My Father - John Sinclair Leary

BEFORE I DISCUSS my father’s life, I wish to give some historical facts that I think will be of interest to readers about the establishment of the Leary family.
 
Jeremiah O’Leary, my great grandfather, was of Irish and Lumbee Indian descent. At one time, the family name used was O’Leary, but one of our ancestors dropped the "O" and shortened the name to Leary. Jeremiah O’Leary married Sarah Jane Revels, who came from a free family of color, prior to the year 1800. Together, they established the Leary Family.
 
Matthew Nathaniel Leary, their son and my grandfather, was born of this union in 1802 in Sampson County, North Carolina, and was reared in Fayetteville, North Carolina. As a boy, he served an apprenticeship in a harness shop and eventually became a harness maker and then a harness manufacturer. He was thrifty, saved his money and later bought the harness shop in which he had served as an apprentice.
 
In 1825, my grandfather married Julia Menriel, who had been born in France, taken to the French West Indies and from there brought to America in 1810 by her mother when she was six years old. Some relatives said that she was a French Algerian because she was swarthy in complexion with straight black hair.
 
When Lafayette visited Fayetteville in 1825, my father’s grandmother, being a native of France and proficient in the French language, was asked to help entertain this famous general. She was noted for her excellent cuisine and responded by preparing some delicious French dishes for his dinner. During this affair, she had the pleasure of conversing with him in French because she and her daughter were the only native French in the place at that time.
 
My grandfather’s wholesale harness business, located on one of the main business corners in Fayetteville, thrived and grew extensively. He employed a white man, John Ribideaux, as overseer for his firm until his sons were old enough and had learned the trade well enough to carry on his business.
 
My father was descended from an ancestry that was fired with patriotism and a firm belief in the equality of all. Grandfather Leary was a staunch abolitionist and philanthropist. He hated the system of slavery and gave freely of his time and money to help many slaves secure their freedom.
 
Several times he gave slaves funds to buy their freedom from their masters. He also allowed slaves to work in his harness shop until they had sufficient funds to buy themselves from masters who would cooperate with them in their effort to be emancipated. He was a tireless promoter of education and personally taught many slaves to read, write and figure, although it was forbidden for any one to do so at the time. In politics, he was associated with the Whig Party, but when the Civil War came, he became a Republican.

**Exercise set**
a - In the Leary family history, rewrite the passage starting at "Jeremiah O’Leary, my" and ending at "as an apprentice.", changing "thrifty" to "frugal".
b - According to the Leary family history, in what county was Matthew Nathaniel Leary born?

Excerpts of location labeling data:
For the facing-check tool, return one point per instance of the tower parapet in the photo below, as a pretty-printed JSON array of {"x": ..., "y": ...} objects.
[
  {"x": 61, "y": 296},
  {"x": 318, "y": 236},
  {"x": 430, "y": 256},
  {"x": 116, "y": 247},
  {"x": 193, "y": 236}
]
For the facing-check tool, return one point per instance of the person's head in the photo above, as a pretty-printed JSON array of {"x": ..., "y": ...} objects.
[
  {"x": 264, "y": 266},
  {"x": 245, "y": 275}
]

**Responses in order**
a -
Jeremiah O’Leary, my great grandfather, was of Irish and Lumbee Indian descent. At one time, the family name used was O’Leary, but one of our ancestors dropped the "O" and shortened the name to Leary. Jeremiah O’Leary married Sarah Jane Revels, who came from a free family of color, prior to the year 1800. Together, they established the Leary Family.
 
Matthew Nathaniel Leary, their son and my grandfather, was born of this union in 1802 in Sampson County, North Carolina, and was reared in Fayetteville, North Carolina. As a boy, he served an apprenticeship in a harness shop and eventually became a harness maker and then a harness manufacturer. He was frugal, saved his money and later bought the harness shop in which he had served as an apprentice.

b - Sampson County, North Carolina.